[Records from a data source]
•••••

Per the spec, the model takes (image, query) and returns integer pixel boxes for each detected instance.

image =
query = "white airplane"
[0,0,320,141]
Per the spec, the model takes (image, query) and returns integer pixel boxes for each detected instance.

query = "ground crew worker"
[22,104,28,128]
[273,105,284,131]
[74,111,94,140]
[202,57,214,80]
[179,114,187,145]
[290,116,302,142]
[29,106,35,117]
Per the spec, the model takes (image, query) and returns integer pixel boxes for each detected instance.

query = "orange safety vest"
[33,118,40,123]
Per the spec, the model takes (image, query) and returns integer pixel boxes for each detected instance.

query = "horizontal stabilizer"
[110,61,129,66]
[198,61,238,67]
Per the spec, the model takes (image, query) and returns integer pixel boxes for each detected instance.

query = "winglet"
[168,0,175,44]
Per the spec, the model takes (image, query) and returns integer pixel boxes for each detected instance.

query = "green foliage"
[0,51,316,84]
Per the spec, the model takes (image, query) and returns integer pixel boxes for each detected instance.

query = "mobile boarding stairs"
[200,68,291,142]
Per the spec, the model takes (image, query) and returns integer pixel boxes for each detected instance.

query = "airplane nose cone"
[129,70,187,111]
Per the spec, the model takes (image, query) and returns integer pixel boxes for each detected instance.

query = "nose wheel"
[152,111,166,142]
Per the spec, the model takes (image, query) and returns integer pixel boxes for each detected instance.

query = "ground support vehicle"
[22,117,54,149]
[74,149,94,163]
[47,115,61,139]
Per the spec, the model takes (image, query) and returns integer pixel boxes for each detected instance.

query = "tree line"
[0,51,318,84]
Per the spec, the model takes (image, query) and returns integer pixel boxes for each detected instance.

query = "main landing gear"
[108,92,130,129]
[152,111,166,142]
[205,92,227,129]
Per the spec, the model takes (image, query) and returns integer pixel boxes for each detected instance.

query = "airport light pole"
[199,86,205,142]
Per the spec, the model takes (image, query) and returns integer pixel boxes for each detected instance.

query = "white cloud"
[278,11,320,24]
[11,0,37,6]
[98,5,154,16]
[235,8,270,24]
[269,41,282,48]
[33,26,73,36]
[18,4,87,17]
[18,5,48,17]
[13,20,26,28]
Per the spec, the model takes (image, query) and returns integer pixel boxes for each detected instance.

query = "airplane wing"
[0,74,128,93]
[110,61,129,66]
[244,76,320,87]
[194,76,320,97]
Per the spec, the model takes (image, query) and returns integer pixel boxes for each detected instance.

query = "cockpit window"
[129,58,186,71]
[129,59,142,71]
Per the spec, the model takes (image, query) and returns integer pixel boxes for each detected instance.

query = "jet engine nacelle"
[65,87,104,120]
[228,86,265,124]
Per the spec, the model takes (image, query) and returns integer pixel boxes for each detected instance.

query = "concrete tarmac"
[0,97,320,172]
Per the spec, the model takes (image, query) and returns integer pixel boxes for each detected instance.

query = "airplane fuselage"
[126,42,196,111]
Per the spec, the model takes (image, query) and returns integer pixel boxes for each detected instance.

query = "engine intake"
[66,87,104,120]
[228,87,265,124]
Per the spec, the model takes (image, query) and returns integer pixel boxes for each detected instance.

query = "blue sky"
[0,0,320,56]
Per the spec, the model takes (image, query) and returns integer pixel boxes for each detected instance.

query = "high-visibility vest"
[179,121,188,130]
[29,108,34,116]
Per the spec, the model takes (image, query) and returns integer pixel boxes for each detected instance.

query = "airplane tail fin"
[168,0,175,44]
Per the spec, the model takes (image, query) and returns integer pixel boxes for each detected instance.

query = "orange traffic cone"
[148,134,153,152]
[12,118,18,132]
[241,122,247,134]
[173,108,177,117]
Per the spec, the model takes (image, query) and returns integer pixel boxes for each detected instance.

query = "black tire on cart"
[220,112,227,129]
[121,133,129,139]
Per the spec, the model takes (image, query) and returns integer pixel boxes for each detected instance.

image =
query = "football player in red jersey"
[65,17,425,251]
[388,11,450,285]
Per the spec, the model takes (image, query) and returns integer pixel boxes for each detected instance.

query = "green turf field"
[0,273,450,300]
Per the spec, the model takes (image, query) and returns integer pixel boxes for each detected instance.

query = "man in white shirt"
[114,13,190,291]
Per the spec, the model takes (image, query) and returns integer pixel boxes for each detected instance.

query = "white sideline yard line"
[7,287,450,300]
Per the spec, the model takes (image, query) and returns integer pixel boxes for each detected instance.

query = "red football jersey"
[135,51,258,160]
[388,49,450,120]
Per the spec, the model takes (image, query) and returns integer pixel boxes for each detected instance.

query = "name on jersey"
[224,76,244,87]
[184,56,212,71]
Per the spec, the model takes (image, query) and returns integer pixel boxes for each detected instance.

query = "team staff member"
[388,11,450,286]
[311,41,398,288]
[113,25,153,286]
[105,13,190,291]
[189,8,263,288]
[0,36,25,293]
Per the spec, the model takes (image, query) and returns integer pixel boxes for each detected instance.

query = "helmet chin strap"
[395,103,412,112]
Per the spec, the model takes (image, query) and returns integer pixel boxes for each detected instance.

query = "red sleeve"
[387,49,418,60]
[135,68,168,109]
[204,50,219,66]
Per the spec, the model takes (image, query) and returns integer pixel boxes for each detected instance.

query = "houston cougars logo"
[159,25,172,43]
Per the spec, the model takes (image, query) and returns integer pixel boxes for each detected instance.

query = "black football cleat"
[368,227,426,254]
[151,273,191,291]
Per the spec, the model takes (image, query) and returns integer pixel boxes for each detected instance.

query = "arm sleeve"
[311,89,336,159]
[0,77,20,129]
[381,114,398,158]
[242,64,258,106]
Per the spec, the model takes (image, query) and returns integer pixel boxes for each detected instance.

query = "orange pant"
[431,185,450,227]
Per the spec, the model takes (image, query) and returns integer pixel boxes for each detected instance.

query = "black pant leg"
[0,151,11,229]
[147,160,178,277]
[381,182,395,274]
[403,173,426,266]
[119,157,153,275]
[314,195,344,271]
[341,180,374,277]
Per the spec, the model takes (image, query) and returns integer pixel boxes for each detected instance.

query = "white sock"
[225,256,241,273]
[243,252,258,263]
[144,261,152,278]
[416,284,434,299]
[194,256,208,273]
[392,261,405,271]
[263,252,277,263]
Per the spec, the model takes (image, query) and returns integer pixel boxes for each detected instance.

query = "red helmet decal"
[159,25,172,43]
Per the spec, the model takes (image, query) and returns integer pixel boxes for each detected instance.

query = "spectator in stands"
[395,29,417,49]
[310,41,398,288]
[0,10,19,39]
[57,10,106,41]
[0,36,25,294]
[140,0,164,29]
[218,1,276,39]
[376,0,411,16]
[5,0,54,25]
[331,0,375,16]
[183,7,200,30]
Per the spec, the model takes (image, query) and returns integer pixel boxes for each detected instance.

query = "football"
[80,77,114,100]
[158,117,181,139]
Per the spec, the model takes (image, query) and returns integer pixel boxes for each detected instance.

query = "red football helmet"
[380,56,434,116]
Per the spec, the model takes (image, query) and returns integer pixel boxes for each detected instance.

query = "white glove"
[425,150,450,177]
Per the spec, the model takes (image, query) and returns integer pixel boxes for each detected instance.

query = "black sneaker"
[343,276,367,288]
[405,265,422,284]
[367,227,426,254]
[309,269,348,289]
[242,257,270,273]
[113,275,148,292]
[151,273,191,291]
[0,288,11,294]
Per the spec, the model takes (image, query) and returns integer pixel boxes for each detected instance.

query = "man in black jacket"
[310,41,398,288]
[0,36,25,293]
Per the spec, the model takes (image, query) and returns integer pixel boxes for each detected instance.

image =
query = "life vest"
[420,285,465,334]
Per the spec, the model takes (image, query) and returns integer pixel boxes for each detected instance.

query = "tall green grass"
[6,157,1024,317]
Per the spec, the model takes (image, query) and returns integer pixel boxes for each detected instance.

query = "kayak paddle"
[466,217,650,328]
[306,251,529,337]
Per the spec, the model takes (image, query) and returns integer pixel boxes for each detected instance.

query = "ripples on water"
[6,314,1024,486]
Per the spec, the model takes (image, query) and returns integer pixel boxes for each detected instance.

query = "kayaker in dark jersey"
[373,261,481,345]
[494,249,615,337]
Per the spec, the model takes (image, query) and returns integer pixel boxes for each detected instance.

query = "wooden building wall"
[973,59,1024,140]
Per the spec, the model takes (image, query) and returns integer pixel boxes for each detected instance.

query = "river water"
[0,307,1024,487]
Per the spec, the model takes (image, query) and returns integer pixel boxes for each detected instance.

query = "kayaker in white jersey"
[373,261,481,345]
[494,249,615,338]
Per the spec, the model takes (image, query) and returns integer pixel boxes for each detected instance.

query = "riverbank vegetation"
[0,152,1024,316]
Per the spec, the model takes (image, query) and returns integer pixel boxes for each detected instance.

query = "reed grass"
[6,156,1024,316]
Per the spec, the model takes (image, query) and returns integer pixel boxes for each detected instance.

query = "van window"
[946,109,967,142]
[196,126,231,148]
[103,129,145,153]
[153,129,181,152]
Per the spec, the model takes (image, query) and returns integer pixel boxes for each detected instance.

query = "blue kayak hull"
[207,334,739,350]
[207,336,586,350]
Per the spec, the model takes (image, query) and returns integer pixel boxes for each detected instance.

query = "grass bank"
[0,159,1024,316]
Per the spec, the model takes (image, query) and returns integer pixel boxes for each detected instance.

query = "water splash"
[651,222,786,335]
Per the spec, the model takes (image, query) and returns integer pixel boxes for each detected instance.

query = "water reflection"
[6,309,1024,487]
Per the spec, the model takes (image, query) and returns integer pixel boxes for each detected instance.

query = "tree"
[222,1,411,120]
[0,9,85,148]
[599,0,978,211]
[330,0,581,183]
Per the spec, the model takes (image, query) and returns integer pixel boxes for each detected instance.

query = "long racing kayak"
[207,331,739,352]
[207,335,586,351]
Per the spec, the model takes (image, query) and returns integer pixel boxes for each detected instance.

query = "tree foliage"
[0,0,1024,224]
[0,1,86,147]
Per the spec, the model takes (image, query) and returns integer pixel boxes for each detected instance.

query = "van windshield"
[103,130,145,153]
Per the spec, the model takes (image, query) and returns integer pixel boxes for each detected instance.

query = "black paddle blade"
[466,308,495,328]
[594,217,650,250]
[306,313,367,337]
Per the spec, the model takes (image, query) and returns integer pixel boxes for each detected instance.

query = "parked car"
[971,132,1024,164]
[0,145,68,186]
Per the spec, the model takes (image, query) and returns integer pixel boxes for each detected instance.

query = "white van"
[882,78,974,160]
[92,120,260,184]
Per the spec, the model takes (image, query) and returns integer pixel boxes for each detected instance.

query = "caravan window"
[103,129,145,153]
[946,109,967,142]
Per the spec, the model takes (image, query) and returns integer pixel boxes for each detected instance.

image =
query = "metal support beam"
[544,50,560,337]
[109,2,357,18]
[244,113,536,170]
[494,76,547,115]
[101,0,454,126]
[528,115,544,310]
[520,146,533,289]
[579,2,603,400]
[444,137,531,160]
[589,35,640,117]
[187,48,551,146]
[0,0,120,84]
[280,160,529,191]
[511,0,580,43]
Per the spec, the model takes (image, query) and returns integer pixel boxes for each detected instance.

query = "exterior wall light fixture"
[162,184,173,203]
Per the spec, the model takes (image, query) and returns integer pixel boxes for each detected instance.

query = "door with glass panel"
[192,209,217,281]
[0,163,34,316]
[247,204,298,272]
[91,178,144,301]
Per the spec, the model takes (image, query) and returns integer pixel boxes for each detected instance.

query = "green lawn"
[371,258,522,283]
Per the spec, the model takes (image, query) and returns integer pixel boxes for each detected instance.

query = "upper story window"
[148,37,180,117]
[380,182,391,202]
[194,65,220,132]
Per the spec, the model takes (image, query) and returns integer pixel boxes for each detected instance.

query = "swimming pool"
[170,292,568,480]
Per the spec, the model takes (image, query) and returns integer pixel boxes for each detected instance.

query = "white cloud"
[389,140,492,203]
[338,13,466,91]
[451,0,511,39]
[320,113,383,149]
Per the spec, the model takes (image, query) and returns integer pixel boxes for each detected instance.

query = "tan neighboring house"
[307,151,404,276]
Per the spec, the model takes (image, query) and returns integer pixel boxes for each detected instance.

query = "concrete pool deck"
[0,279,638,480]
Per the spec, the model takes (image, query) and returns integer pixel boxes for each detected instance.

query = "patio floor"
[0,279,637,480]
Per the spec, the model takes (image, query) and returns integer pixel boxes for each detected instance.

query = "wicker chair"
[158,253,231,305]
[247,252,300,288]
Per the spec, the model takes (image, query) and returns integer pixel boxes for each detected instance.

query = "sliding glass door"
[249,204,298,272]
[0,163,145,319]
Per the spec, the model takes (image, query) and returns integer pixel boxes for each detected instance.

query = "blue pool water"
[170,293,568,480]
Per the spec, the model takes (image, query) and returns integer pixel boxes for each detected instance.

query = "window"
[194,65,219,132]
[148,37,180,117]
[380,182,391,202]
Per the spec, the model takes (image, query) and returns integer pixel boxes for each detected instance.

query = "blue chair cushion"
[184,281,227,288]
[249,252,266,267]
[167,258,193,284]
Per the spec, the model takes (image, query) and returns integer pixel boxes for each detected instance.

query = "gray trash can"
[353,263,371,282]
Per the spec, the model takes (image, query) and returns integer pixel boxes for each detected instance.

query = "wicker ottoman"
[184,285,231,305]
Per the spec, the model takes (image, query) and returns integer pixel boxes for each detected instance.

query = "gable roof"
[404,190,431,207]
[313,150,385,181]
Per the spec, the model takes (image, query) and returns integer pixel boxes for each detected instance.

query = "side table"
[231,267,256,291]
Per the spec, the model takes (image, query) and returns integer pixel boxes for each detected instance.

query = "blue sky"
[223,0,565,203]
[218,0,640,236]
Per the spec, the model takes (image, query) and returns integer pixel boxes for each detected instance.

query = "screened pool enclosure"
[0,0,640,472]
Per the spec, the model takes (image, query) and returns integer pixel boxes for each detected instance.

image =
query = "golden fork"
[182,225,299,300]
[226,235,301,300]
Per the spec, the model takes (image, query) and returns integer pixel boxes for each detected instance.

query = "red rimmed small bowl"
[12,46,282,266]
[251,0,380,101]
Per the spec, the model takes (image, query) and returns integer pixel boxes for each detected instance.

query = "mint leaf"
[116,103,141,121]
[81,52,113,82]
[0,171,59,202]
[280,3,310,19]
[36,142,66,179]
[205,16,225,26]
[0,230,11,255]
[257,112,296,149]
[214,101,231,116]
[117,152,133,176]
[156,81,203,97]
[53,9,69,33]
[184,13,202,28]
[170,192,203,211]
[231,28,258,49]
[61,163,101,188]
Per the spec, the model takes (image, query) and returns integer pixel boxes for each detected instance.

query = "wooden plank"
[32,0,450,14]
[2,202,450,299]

•••••

> EXERCISE INSTRUCTIONS
Find every line in the records that contains the word "nose" and copy each one out, treating uppercase and lowercase as different.

> SOLUTION TO THE EXERCISE
query = "airplane nose cone"
query = "nose wheel"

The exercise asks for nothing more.